* _STATED GOAL 1_: Copy the records below character for character, leaving out nothing.

* _GIVEN PASSAGE_:
════════════════════
Answer
$$\eqalign{
& f'\left( x \right) = {\left( {\tan x} \right)^{x - 1}}\left[ {\frac{{x - 1 + \left( {\sin x\cos x} \right)\ln \left( {\tan x} \right)}}{{\sin x\cos x}}} \right] \cr
& f'\left( {\frac{\pi }{4}} \right) = \frac{\pi }{2} - 2 \cr} $$
Work Step by Step
$$\eqalign{
& f\left( x \right) = {\left( {\tan x} \right)^{x - 1}};{\mkern 1mu} {\mkern 1mu} {\mkern 1mu} {\mkern 1mu} {\mkern 1mu} {\mkern 1mu} a = \frac{\pi }{4} \cr
& {\text{Use }}{b^x} = {e^{x\ln b}},{\text{ then}} \cr
& f\left( x \right) = {e^{\left( {x - 1} \right)\ln \left( {\tan x} \right)}} \cr
& {\text{Differentiating}} \cr
& f'\left( x \right) = {e^{\left( {x - 1} \right)\ln \left( {\tan x} \right)}}\frac{d}{{dx}}\left[ {\left( {x - 1} \right)\ln \left( {\tan x} \right)} \right] \cr
& f'\left( x \right) = {\left( {\tan x} \right)^{x - 1}}\left[ {\left( {x - 1} \right)\left( {\frac{1}{{\sin x\cos x}}} \right) + \ln \left( {\tan x} \right)} \right] \cr
& f'\left( x \right) = {\left( {\tan x} \right)^{x - 1}}\left[ {\frac{{x - 1}}{{\sin x\cos x}} + \ln \left( {\tan x} \right)} \right] \cr
& f'\left( x \right) = {\left( {\tan x} \right)^{x - 1}}\left[ {\frac{{x - 1 + \left( {\sin x\cos x} \right)\ln \left( {\tan x} \right)}}{{\sin x\cos x}}} \right] \cr
& {\text{Evaluate the derivative at }}x = \frac{\pi }{4} \cr
& f'\left( {\frac{\pi }{4}} \right) = {\left( {\tan \frac{\pi }{4}} \right)^{\frac{\pi }{4} - 1}}\left[ {\frac{{\frac{\pi }{4} - 1 + \left( {\sin \frac{\pi }{4}\cos \frac{\pi }{4}} \right)\ln \left( {\tan \frac{\pi }{4}} \right)}}{{\sin \frac{\pi }{4}\cos \frac{\pi }{4}}}} \right] \cr
& {\text{Simplifying}} \cr
& f'\left( {\frac{\pi }{4}} \right) = {\left( 1 \right)^{\frac{\pi }{4} - 1}}\left[ {\frac{{\frac{\pi }{4} - 1 + \left( {1/2} \right)\ln \left( 1 \right)}}{{1/2}}} \right] \cr
& f'\left( {\frac{\pi }{4}} \right) = \left[ {\frac{{\frac{\pi }{4} - 1 + 0}}{{1/2}}} \right] \cr
& f'\left( {\frac{\pi }{4}} \right) = \frac{\pi }{2} - 2 \cr} $$
════════════════════
* _DATA ENTRIES_:
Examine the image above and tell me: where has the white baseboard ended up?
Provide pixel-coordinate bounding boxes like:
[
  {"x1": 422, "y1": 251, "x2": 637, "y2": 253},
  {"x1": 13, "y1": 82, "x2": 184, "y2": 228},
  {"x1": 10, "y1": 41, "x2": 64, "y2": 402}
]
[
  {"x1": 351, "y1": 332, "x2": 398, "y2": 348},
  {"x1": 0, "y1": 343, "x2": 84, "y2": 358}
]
════════════════════
* _STATED GOAL 2_: In the derivative worked solution, what identity is used to rewrite the function before differentiating?

* _CORRECT ANSWER 1_:
Examine the image above and tell me: where has the white baseboard ended up?
Provide pixel-coordinate bounding boxes like:
[
  {"x1": 422, "y1": 251, "x2": 637, "y2": 253},
  {"x1": 13, "y1": 82, "x2": 184, "y2": 228},
  {"x1": 10, "y1": 41, "x2": 64, "y2": 402}
]
[
  {"x1": 351, "y1": 332, "x2": 398, "y2": 348},
  {"x1": 0, "y1": 343, "x2": 84, "y2": 358}
]

* _CORRECT ANSWER 2_: b^x = e^(x ln b)